» **Entries shown**:
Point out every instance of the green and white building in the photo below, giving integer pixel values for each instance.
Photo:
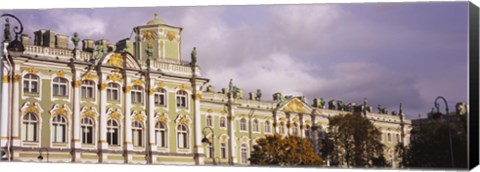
(138, 102)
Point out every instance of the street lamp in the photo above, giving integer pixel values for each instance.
(15, 48)
(437, 106)
(212, 144)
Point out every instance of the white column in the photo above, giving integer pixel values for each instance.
(198, 130)
(4, 115)
(76, 115)
(15, 108)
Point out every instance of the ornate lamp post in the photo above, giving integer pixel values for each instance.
(437, 106)
(15, 48)
(212, 144)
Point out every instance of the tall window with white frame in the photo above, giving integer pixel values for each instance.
(137, 133)
(60, 86)
(113, 92)
(113, 130)
(267, 128)
(160, 97)
(59, 129)
(244, 153)
(161, 134)
(87, 130)
(88, 89)
(182, 99)
(255, 126)
(209, 121)
(137, 94)
(30, 128)
(30, 83)
(182, 136)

» **Directions for this task**: The listing above should be returned word for word, with pictures omitted.

» **Solution to the exercise**:
Point out every instance of the green and white building in the photo below, giving integer pixel values for each instance.
Photo:
(138, 102)
Point out every instance of the street lamp in the photo above, giving integer pixel values for each instance.
(15, 48)
(437, 106)
(212, 144)
Point out every instance of the white column in the photo above, giving integer pixel values for each instance.
(198, 130)
(4, 115)
(76, 115)
(15, 108)
Point out every instance of the ornate lamp post in the photo above, giving integer pixel values for each instance.
(437, 106)
(15, 48)
(212, 144)
Point out every instance of the tall window with white frame in the photo above, giving integer pixel values for each instance.
(137, 133)
(60, 86)
(113, 92)
(113, 130)
(267, 128)
(160, 97)
(59, 129)
(244, 153)
(161, 134)
(87, 130)
(88, 89)
(182, 99)
(255, 126)
(209, 121)
(137, 94)
(30, 128)
(30, 83)
(182, 136)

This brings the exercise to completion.